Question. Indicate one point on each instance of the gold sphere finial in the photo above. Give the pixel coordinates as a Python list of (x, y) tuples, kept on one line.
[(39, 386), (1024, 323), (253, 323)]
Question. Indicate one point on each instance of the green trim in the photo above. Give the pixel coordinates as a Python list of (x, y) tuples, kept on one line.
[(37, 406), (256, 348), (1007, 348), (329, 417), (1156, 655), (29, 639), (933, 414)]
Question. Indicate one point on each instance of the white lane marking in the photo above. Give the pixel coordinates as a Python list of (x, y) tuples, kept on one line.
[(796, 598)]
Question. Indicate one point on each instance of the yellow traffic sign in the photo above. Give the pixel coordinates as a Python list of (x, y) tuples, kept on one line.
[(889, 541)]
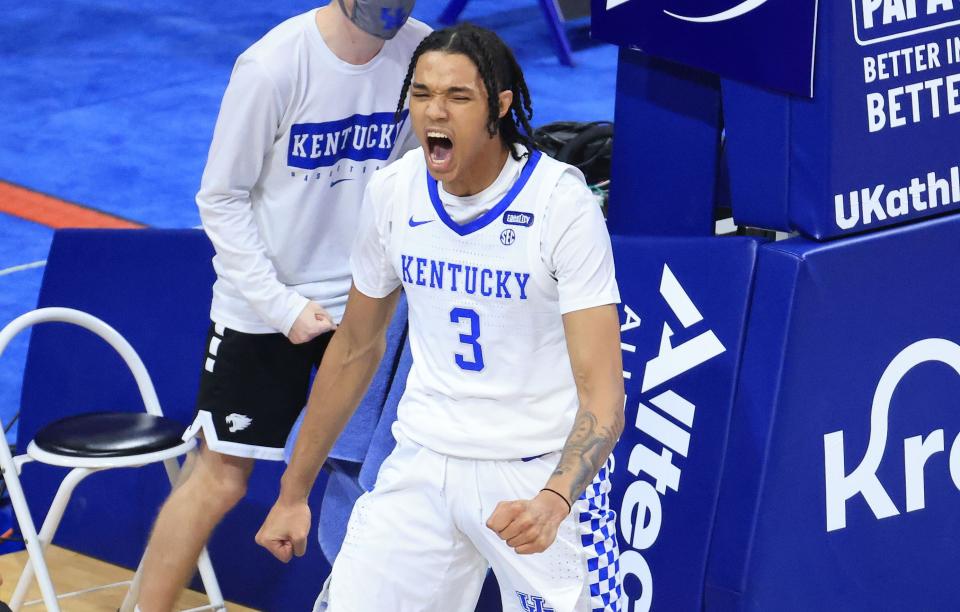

━━━━━━━━━━━━━━━━

## Work instructions
Could you turn the records above into a numbered list, skipping blank lines and leaving out the pictures?

## Reply to the exercise
1. Question. Indicate one point on each instance of the gold sphere finial in the photo above. Give the pixel coordinates as a Python list of (x, y) tuples, kept on one line.
2. [(39, 386), (1024, 323), (253, 323)]
3. Question. Indicate one point on each instance of the green trim in the photo above. Give the pixel coordinates as a Python list of (x, y) tuples, kept on one line.
4. [(37, 406), (256, 348), (1007, 348), (329, 417), (1156, 655), (29, 639), (933, 414)]
5. Question. Indicate one point on each instance of the white lane marking in the photo above. Give the pixel coordinates as a Python list of (x, y) tuples, kept on one line.
6. [(796, 598)]
7. Question. Indicate one point on each instance of the yellow traffic sign in the photo above. Give the pixel coordinates as a Python list of (x, y) tuples, kept on one line.
8. [(889, 541)]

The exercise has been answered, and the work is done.